## Activity list:
• A. Decide whether each statement below agrees with the article on Elon Musk's lawsuit against Apple and OpenAI: (i) Apple and OpenAI did not succeed in getting the lawsuit dismissed; (ii) Apple says it has exclusivity agreements that keep other companies from running on iOS the way ChatGPT does; (iii) the article cites a report from Reuters. For each, answer yes or no and quote the words of the article that settle it.
• B. Pick up the article on Elon Musk's lawsuit against Apple and OpenAI after its final sentence and keep writing.

## Document section:

────────────────────

Elon Musk wasn’t happy with how xAI was performing in Apple’s App Store compared to ChatGPT, so he filed a lawsuit, which Apple and OpenAI must now face after failing to get it dismissed.
There are a lot of odd details surrounding a case that pits Elon Musk and former business partner Sam Altman against each other — with Apple trapped in the middle. Musk’s xAI developed Grok to compete with ChatGPT, but it has fallen short with a highly biased bot programmed to promote extremism in place of facts.
While Grok is technically impressive on its own, its bias has made it a limited competitor for those seeking out that kind of biased information. According to a report from Bloomberg, Apple and OpenAI must face a lawsuit claiming that the failure of Grok’s popularity is due to anti-competitive behavior.
Apple and OpenAI have already denied the allegations. OpenAI accused Musk of waging “lawfare” against Altman. Apple says it doesn’t have exclusivity agreements preventing other companies from running in a similar manner to ChatGPT on iOS.
While OpenAI is the only current partnership, Apple has made it clear on several occasions that it intends to bring in other third-party AI models. Ironically, the lawsuit will likely prevent Grok from ever being offered in such a manner.

────────────────────

## Data provided:
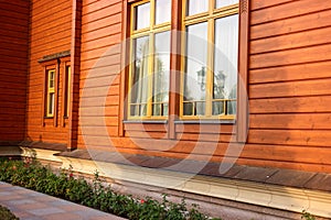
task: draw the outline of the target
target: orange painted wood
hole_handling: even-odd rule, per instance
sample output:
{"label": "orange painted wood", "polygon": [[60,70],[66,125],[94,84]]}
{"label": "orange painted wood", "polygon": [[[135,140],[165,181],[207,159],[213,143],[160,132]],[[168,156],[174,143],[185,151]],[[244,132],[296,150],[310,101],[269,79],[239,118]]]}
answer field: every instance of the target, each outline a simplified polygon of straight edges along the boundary
{"label": "orange painted wood", "polygon": [[330,85],[331,78],[259,84],[249,87],[249,98],[328,96]]}
{"label": "orange painted wood", "polygon": [[254,69],[249,72],[249,84],[321,79],[327,77],[331,77],[330,61]]}
{"label": "orange painted wood", "polygon": [[331,130],[330,113],[250,114],[250,129]]}
{"label": "orange painted wood", "polygon": [[252,41],[250,53],[259,54],[331,43],[330,37],[328,37],[330,32],[331,28],[328,26]]}
{"label": "orange painted wood", "polygon": [[29,2],[0,2],[0,141],[25,133]]}
{"label": "orange painted wood", "polygon": [[[321,0],[319,0],[319,2]],[[330,25],[331,11],[319,11],[317,13],[302,14],[300,16],[288,18],[260,25],[253,25],[250,28],[250,40],[308,31],[311,29],[320,29]]]}
{"label": "orange painted wood", "polygon": [[[273,1],[273,3],[275,3]],[[263,10],[252,12],[252,24],[267,23],[276,20],[299,16],[302,14],[320,12],[321,10],[331,9],[327,1],[321,0],[300,0],[288,1],[282,4],[269,7]]]}
{"label": "orange painted wood", "polygon": [[252,10],[275,7],[277,4],[284,4],[287,2],[291,2],[291,1],[295,1],[295,0],[275,0],[275,1],[253,0],[252,1]]}
{"label": "orange painted wood", "polygon": [[331,97],[296,97],[254,99],[249,101],[250,113],[317,113],[331,112]]}

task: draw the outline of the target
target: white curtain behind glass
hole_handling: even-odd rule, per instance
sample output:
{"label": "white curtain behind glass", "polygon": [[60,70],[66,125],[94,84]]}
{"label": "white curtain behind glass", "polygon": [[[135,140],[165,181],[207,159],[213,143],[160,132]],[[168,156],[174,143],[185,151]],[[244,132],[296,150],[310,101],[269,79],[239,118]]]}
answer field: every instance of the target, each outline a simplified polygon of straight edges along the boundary
{"label": "white curtain behind glass", "polygon": [[225,75],[224,98],[228,98],[237,84],[238,15],[217,19],[215,22],[214,74]]}

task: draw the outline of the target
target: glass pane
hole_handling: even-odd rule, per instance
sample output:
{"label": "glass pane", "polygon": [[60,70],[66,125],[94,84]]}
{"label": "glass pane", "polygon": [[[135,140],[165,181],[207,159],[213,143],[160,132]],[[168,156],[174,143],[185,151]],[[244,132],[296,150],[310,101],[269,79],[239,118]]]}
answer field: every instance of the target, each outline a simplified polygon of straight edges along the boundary
{"label": "glass pane", "polygon": [[135,30],[145,29],[150,25],[150,3],[135,7]]}
{"label": "glass pane", "polygon": [[193,103],[192,102],[185,102],[183,103],[183,114],[184,116],[193,116]]}
{"label": "glass pane", "polygon": [[54,78],[55,78],[55,73],[54,70],[49,72],[49,87],[54,88]]}
{"label": "glass pane", "polygon": [[209,0],[188,0],[186,15],[193,15],[209,10]]}
{"label": "glass pane", "polygon": [[156,24],[169,22],[171,18],[171,0],[156,0]]}
{"label": "glass pane", "polygon": [[213,101],[213,116],[224,114],[224,100]]}
{"label": "glass pane", "polygon": [[[134,40],[132,47],[132,85],[130,88],[131,103],[146,103],[148,100],[148,55],[149,55],[149,37],[143,36]],[[143,109],[143,111],[141,111]],[[131,109],[131,116],[138,116],[145,112],[145,108]],[[135,110],[135,112],[132,112]],[[140,111],[140,112],[138,112]]]}
{"label": "glass pane", "polygon": [[186,28],[184,100],[205,100],[207,23]]}
{"label": "glass pane", "polygon": [[[238,15],[215,22],[214,100],[236,99],[238,56]],[[224,102],[214,102],[213,114],[220,114]],[[218,105],[218,107],[216,107]]]}
{"label": "glass pane", "polygon": [[[154,40],[154,73],[153,102],[166,103],[169,100],[170,76],[170,32],[156,34]],[[154,116],[163,116],[162,105],[154,107]]]}
{"label": "glass pane", "polygon": [[49,95],[49,114],[53,114],[53,109],[54,109],[54,94]]}
{"label": "glass pane", "polygon": [[222,8],[222,7],[227,7],[234,3],[238,3],[238,0],[216,0],[216,9]]}
{"label": "glass pane", "polygon": [[197,101],[196,102],[196,116],[204,116],[204,110],[205,110],[205,102],[204,101]]}

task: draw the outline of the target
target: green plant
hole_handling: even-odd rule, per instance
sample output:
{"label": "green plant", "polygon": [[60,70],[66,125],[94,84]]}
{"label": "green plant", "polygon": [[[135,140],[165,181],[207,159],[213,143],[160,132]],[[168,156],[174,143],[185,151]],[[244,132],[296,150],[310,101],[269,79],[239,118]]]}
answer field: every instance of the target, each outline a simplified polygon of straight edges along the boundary
{"label": "green plant", "polygon": [[17,218],[12,212],[10,212],[9,209],[0,206],[0,219],[2,219],[2,220],[18,220],[19,218]]}
{"label": "green plant", "polygon": [[316,220],[316,218],[311,213],[307,212],[306,210],[302,210],[301,219]]}
{"label": "green plant", "polygon": [[102,211],[115,213],[132,220],[206,220],[207,216],[199,211],[197,205],[188,208],[185,200],[180,204],[162,201],[150,197],[145,199],[120,195],[114,191],[100,178],[98,172],[94,179],[75,178],[72,167],[57,174],[42,166],[35,160],[0,160],[0,180],[26,187],[43,194],[71,200]]}

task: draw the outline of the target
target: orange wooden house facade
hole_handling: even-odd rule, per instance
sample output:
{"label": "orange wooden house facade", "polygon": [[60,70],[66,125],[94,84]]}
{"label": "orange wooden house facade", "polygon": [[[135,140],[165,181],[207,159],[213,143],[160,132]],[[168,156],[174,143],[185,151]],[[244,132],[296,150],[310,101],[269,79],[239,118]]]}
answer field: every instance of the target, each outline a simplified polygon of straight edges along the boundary
{"label": "orange wooden house facade", "polygon": [[[45,148],[106,150],[110,138],[122,154],[211,163],[226,155],[243,166],[331,174],[330,2],[18,0],[0,6],[2,145],[24,141]],[[235,34],[226,36],[227,31]],[[183,32],[200,37],[194,42]],[[226,43],[218,40],[223,33]],[[168,48],[158,52],[156,45]],[[217,45],[234,64],[223,69],[232,87],[222,97],[215,86],[223,64]],[[152,75],[158,63],[166,90]],[[139,81],[142,75],[146,81]],[[234,89],[237,96],[231,96]]]}

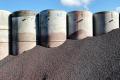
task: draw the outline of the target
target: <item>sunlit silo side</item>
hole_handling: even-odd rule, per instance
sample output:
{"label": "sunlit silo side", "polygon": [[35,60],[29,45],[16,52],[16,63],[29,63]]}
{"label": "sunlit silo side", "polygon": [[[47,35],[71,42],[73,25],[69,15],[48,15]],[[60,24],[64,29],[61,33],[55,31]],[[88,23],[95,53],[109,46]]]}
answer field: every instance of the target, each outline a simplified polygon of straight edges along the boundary
{"label": "sunlit silo side", "polygon": [[68,38],[81,40],[93,36],[93,18],[89,11],[68,13]]}
{"label": "sunlit silo side", "polygon": [[21,54],[36,46],[36,13],[29,10],[12,14],[12,53]]}
{"label": "sunlit silo side", "polygon": [[98,12],[94,14],[94,35],[101,35],[119,28],[118,12]]}
{"label": "sunlit silo side", "polygon": [[0,10],[0,60],[9,55],[9,11]]}
{"label": "sunlit silo side", "polygon": [[45,47],[58,47],[66,41],[66,12],[44,10],[40,13],[40,44]]}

────────────────────

## Your responses:
• A.
(i) Yes: "which Apple and OpenAI must now face after failing to get it dismissed"
(ii) No: "Apple says it doesn’t have exclusivity agreements preventing other companies from running in a similar manner to ChatGPT on iOS."
(iii) No: "According to a report from Bloomberg"

• B.
The lawsuit alleges that Apple and OpenAI are deliberately depriving consumers of choice through their partnership. However, the origins of the lawsuit aren’t quite so cut and dry.
How we got here
Before the lawsuit was filed, the disagreement Musk had with Apple and OpenAI was far more conspiratorial. He believed that Apple was deliberately keeping Grok from reaching number one on the App Store, and in a separate post, X.
At the time, Grok was number 6 while X was 38 in the top free charts. Today, Grok is 12 and X is 29.
These apps stay within that general vicinity due to the contraction of X as a platform.
The tone of Musk’s accusations shifted quickly to focus on xAI and Grok, likely due to lawyers suggesting a reasonable path for a lawsuit. While he’d never be able to prove Apple was changing the App Store algorithm, he can make the claim that Apple and OpenAI’s partnership may be limiting competition.
However, even that lawsuit is frivolous at best given that other AI companies have shot to the top of Apple’s free charts multiple times. ChatGPT doesn’t stay in number one permanently either, but its overwhelming popularity does keep it there.
Grok and, by extension, X have struggled with popularity in recent months. Repeated scandals rock Musk’s user base on a regular basis, whether it’s Grok declaring itself “Mecha Hitler” or X restoring a controversial account, the lack of wider interest is owed to their target niche.
Grok’s struggle for relevance has also been punctuated by a pivot to adult content, a move echoed recently by ChatGPT. If Grok is the leader of anything in AI, it is as an indicator of how close the industry is to implosion.
Apple’s lawyers were likely hoping to avoid a full-scale lawsuit, but Musk chose Texas for his business operations for a reason. The judge didn’t share why he made his decision, but all companies involved must now submit filings to argue their individual cases.